• **Direction**
Could you reproduce the entries below from the start of the entries up to and including the line with "<point>135,111</point>", requests included, scaling every point coordinate in the answers by 1.5 and rounding to whole numbers with halves going up, and return only those lines?

[Saved data entries]
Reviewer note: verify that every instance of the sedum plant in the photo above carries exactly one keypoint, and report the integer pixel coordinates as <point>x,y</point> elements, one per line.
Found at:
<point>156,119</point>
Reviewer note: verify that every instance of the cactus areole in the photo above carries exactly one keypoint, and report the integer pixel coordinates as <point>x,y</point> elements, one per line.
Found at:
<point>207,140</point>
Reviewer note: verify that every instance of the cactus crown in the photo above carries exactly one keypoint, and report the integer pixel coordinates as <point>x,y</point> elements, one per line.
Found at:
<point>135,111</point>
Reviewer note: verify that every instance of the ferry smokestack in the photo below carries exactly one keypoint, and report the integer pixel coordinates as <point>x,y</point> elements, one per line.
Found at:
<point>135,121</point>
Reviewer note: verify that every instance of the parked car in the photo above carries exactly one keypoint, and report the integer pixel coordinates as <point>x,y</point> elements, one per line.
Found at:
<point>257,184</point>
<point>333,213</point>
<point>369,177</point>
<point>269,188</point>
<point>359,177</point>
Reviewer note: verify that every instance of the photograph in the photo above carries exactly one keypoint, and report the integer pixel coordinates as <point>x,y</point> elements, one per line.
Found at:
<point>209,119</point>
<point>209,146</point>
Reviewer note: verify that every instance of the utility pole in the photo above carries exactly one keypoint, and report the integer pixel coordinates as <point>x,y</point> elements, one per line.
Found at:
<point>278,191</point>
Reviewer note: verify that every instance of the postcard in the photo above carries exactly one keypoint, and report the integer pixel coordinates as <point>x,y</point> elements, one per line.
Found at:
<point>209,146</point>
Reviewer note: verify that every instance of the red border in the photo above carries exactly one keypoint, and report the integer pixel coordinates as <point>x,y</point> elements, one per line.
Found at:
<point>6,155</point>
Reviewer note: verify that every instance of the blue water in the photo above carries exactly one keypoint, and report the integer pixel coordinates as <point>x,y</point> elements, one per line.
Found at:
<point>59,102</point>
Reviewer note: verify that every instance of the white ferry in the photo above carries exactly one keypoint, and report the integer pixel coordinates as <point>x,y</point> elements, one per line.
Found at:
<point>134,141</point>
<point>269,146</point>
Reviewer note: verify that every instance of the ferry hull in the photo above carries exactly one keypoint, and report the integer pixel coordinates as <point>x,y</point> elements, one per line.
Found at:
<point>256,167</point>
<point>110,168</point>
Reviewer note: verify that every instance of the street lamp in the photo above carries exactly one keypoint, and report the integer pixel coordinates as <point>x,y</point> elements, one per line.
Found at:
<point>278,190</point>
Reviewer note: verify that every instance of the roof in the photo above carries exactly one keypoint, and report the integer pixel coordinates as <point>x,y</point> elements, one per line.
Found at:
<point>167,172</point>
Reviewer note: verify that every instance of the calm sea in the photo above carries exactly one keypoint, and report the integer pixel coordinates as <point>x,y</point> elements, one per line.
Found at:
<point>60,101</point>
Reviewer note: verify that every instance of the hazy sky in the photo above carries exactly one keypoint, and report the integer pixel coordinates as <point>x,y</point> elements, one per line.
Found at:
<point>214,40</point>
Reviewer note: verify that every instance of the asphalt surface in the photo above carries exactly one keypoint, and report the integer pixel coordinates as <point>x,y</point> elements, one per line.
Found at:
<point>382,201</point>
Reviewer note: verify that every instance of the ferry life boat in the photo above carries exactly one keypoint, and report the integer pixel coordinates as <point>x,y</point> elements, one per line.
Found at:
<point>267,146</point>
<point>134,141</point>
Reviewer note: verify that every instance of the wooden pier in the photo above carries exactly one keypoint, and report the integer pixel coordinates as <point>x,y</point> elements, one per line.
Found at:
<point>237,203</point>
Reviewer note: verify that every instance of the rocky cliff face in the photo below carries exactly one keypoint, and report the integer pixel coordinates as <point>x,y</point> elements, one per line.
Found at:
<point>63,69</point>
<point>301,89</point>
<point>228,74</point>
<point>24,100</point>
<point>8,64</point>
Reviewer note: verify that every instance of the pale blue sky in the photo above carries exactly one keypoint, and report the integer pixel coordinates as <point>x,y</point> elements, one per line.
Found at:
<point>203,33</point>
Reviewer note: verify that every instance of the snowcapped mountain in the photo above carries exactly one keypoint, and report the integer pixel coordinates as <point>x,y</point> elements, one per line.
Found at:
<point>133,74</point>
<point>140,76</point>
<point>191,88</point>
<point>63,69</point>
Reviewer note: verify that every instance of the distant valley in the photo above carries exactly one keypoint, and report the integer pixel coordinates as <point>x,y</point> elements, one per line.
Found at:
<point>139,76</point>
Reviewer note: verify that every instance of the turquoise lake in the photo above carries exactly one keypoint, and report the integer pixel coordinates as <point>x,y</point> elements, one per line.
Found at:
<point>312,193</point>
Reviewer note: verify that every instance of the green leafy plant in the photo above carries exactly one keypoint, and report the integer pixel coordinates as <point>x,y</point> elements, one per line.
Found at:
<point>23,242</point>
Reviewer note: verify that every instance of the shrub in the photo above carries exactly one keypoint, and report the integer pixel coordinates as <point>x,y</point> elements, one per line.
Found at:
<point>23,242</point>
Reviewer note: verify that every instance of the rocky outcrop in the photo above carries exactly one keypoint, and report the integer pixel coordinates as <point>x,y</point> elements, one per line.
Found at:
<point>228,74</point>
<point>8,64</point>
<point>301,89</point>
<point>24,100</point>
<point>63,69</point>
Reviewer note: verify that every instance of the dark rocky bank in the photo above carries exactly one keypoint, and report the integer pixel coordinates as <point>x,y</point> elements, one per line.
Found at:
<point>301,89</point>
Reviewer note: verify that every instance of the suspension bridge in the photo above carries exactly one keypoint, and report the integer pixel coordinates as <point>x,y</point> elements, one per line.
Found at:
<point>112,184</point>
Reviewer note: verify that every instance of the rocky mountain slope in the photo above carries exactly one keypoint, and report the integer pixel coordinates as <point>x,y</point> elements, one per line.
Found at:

• **Task response**
Reviewer note: verify that every instance of the sedum plant in the photo above carries exactly one keypoint, and report the integer pixel coordinates as <point>x,y</point> elements, one per line.
Found at:
<point>234,179</point>
Reviewer note: verify that every instance of the cactus areole in the photo above carries exactly one keypoint, and report the integer pixel coordinates as <point>x,y</point> elements, one per line.
Found at:
<point>311,210</point>
Reviewer note: verify that every instance of the cactus crown in the photo above carries exactly one keypoint, and report the integer pixel coordinates as <point>x,y</point> elements, one per line.
Found at:
<point>203,167</point>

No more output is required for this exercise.